**PARTS OF THE EXERCISE:**
[A] Translate this sentence from the article on the Brookings AI report below into Spanish: "Nashville earns an Emerging Centers designation, while Chattanooga and Knoxville are classified as Focused Movers."
[B] Does each statement agree with the article on the Brookings AI report below? Answer yes or no for each, and quote the words of the article that decide it.
(i) The Star Hubs category contains 28 metro areas.
(ii) The Others category contains 79 metro areas.
(iii) Nashville's group saw 88 percent growth in AI job postings between 2018 and 2025.
[C] Answer these questions from the article on the Brookings AI report below.
(i) Which metro areas make up the Superstars category?
(ii) How many Focused Movers, Knoxville among them, have had AI job posting growth greater than 250 percent?
(iii) How many of the nation's other metro areas lack a significant AI presence?

**PROVIDED TEXT:**

<<<<

Brookings report on AI cites three Tennessee cities

Nashville earns an Emerging Centers designation, while Chattanooga and Knoxville are classified as Focused Movers.

A new report from the Brookings Institution spotlights three Tennessee metro areas for their efforts related to artificial intelligence (AI).

Titled Mapping the AI economy: Which regions are ready for the next technological leap?, the document is divided into six categories:

  1. Superstars: The San Francisco and San Jose, CA, metropolitan areas exhibit unmatched strength across all three AI pillars (talent, innovation, and adoption).
  2. Star Hubs: This group of 28 metro areas forms a second echelon of uniformly strong AI ecosystems, balancing top‑tier talent, research, and enterprise uptake.
  3. Emerging Centers: This group of 14 metro areas combines top performance in two pillars with one developing area.
  4. Focused Movers: These 29 metro areas excel in one pillar while maintaining foundations in the other two.
  5. Nascent Adopters: This group of 79 metro areas shows moderate performance across all three pillars.
  6. Others: A group of 43 metro areas that currently lags on multiple pillars.

How did Tennessee regions perform?

  1. Nashville was one of four large cities in the Emerging Centers area. It was a group of 14 communities that saw 88 percent growth in their AI job postings between 2018 and 2025.
  2. Knoxville and Chattanooga were characterized as Focused Movers, two of 29 cities in this category. Among those, seven, including Knoxville, were described as “talent specialists, where top-tier computer science programs and large employer bases ensure talent density scores exceed the national benchmark.” The report notes that Knoxville is among six Focused Movers that have seen have seen AI job posting growth greater than 250 percent. In the case of Chattanooga, it was cited for the number of local employers seemingly adopting AI earlier than many competitors.

According to the report, “the AI Superstars in the Bay Area continue to dominate. Eleven percent of all AI hiring activity remains concentrated in just these two metro areas, as do 14 percent of AI worker
profiles, 34 percent of AI patents, and about one-third of AI start-ups. Add in the presence of the
headquarters of AI titans such as Google, Meta, OpenAI, Anthropic, and Nvidia, and the staying power of the Superstar cluster remains hard to question. With that said, the broader map depicts both welcome decentralization as well as too many areas that lack significant AI activity.”

The flip side is also troubling, with more than 200 of the nation’s other metro areas—the majority of them—lacking a significant AI presence.

>>>>

**RAW DATA:**
<<<<

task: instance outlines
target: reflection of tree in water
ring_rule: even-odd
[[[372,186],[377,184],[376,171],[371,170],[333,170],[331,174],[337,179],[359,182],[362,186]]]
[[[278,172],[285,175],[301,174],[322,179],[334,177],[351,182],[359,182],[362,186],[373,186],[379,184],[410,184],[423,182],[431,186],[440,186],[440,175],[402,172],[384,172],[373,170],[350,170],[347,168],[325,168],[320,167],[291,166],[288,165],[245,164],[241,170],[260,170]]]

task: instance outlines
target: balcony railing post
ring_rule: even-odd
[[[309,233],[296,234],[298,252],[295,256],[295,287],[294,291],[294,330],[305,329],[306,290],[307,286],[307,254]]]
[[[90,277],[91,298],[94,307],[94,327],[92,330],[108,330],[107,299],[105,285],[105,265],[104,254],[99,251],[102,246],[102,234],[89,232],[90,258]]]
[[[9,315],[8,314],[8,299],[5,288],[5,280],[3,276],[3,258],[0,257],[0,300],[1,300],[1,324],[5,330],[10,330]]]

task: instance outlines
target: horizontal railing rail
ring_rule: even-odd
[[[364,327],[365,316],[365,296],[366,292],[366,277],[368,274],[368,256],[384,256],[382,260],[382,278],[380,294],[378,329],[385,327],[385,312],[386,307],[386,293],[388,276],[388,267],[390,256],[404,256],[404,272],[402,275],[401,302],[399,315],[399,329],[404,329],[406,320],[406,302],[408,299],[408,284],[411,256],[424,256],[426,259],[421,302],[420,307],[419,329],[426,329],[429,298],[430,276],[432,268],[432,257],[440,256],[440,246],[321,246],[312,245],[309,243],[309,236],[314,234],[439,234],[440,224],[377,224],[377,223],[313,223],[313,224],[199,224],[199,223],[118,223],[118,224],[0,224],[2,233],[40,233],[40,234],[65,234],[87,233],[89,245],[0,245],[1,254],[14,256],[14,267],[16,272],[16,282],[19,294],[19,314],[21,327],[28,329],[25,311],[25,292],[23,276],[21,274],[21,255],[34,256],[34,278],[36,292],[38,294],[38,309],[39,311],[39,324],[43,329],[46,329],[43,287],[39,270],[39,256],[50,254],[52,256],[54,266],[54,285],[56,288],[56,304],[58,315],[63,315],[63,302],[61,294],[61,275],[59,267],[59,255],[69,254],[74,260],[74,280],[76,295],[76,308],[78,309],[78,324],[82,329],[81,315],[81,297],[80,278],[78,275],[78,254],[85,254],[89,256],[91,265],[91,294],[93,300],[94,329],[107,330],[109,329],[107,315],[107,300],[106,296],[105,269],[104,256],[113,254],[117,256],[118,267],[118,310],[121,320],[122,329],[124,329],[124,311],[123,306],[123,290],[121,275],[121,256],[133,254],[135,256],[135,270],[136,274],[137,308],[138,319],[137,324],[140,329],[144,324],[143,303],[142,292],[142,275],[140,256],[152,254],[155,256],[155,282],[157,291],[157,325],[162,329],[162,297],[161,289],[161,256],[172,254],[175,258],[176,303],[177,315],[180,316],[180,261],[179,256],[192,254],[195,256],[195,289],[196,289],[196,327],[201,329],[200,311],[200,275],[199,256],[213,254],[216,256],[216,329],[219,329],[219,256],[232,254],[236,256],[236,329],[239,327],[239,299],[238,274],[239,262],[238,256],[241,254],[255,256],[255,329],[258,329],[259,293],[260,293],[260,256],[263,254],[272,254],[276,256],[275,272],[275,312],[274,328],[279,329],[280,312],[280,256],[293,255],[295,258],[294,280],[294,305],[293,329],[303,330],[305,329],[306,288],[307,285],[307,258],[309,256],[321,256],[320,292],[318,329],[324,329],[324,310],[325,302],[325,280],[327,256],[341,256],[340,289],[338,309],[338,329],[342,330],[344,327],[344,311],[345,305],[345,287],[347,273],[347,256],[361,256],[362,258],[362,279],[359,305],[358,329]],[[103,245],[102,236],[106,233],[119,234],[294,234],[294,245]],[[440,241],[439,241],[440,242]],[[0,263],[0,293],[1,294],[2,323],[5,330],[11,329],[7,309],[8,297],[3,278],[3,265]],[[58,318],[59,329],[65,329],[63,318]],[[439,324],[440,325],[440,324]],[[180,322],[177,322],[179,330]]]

>>>>

**ANSWERS TO EACH TASK:**
[A] Nashville obtiene la designación de Emerging Centers, mientras que Chattanooga y Knoxville están clasificadas como Focused Movers.

[B]
(i) Yes: "This group of 28 metro areas forms a second echelon of uniformly strong AI ecosystems"
(ii) No: "A group of 43 metro areas that currently lags on multiple pillars."
(iii) Yes: "It was a group of 14 communities that saw 88 percent growth in their AI job postings between 2018 and 2025."

[C]
(i) The San Francisco and San Jose, CA, metropolitan areas.
(ii) Six.
(iii) More than 200.